*Problems and tasks:*
A. List every breaker response or trip time given in the circuit breaker thread.
B. Continue the circuit breaker thread from its last sentence.

Without the specs you really have no idea of how "Fast" the CB is. In searching for the one I bought, most that I found readily available had a 10 sec or slower response time whereas the one I found surplus was a one second response CB. It appears these fast response time ones are not that popular and not always in stock at electronic supply houses. They are cataloged so they can be had. But they might be (??) special order. The key, I think, is that they are magnetically operated and not heat operated. The inductance of the magnetic coil seems not to effect the DCS signal as most of my layout is a "10" when I run the test using the appropriate signal strength commands in the remote DCS controller.

LDBennett


----------



## gunrunnerjohn (Nov 10, 2010)

Magnetic breakers are far more expensive, I'd bet money that those that Al has are thermal breakers.


----------



## Lynn D Bennett (Jul 27, 2013)

If the thermal breaker in a MTH 100 watt Power Brick is too slow then adding another thermal CB in series seems to me to be futile and no help. 

But a lot of money can be saved by having just one expensive magnetic CB vs. a whole bunch of potential ineffective cheap thermal ones.

Of course it depends on the usage. In my case I use the fast CB to protect the fast 20 amp fuses inside the MTH DCS TIU because the MTH 100 watt Power Brick CB is waaay too slow acting.

Just saying!

LDBennett


----------



## BigAl56 (Dec 14, 2011)

Surges are part of the game of running PW trains. That's why the breakers I use are not fast acting nor do I want them to be or they would be constantly tripping. They are thermal and there is a cool down time before they can be reset. According to the specs they trip within 4 seconds at 100% current.

*Material:*
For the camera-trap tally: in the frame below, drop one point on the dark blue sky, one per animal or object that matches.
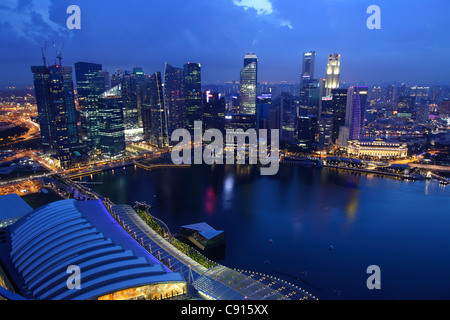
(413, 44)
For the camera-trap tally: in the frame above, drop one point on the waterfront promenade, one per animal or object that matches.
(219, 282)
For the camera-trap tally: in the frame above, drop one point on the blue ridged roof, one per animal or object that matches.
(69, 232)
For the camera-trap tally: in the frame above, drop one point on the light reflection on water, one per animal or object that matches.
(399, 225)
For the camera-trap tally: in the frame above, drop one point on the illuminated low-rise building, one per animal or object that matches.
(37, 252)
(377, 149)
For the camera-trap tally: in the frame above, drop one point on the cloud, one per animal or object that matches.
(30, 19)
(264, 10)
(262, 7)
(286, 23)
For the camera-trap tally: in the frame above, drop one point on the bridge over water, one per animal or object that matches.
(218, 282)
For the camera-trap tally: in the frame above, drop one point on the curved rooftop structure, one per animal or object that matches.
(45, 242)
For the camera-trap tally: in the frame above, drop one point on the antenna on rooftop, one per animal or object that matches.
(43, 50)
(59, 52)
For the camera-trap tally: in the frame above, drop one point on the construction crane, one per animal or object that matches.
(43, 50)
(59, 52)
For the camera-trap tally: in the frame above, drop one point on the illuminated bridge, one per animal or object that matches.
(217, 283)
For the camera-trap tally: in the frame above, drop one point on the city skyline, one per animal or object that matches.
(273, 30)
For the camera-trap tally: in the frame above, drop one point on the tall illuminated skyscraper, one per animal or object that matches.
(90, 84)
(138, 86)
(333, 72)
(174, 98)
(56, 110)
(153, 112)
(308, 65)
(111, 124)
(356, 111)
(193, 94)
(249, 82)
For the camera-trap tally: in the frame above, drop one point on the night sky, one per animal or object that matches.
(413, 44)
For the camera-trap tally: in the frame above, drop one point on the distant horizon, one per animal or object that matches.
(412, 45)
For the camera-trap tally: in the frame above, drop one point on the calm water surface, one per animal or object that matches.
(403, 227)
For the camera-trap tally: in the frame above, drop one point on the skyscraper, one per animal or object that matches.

*Solved tasks:*
A.
- 10 sec
- one second
- 4 seconds

B.
They work great and have protected my layout for years without a catastrophic failure.


----------



## gunrunnerjohn (Nov 10, 2010)

PW trains and modern electronics are two totally different things! It's pretty hard to cook a PW locomotive, much easier to do it to one of the modern command versions.


----------



## Lynn D Bennett (Jul 27, 2013)

Here's the problem and why I say for my case (and that of anyone using the MTH DCS TIU/AIU system) that a fast acting CB is absolutely necessary.

If you rely on the MTH 100 watt Power Brick CB to protect your TIU then it won't. It is so slow the 20 Amp (!!!) TIU internal fuse blows before the MTH Power Brick CB heats up enough to click the power off. Several reason that is bad:

1) Allowing 20 amps to pass through the TIU channel might eventually damage it. It is solid state and excessive current is the demise of most solid state devices.

2) To replace the fuses you have to remove the whole TIU from its mount point on the layout in order to remove all the screws.

3) There are MANY screws to remove and replace to get to one of the four fuses. I did this about six times (!!) from simple derailments before "fixing the problem" with the fast acting CB

Please note that if you have the Lionel 180 watt Power Brick I am told (by gunrunner john) that the CB is fast enough by itself. But they have been out of stock new for months and months. The last time I asked Lionel for a due date for sale, they could not give one. They are on the used market for almost the new price, in some cases.

If your layout is powered and controlled in some other way with a different system from my MTH solution then you may or may not need the fast acting CB. Also note that I said the response time was about one second (according to the specs for my CB). A one second "transient" is not transient at all but some kind of a problem.

We all have different experiences and get to choose how we do things. The above is my solution based on my needs and may not reflect your needs at all.

LDBennett


----------



## gunrunnerjohn (Nov 10, 2010)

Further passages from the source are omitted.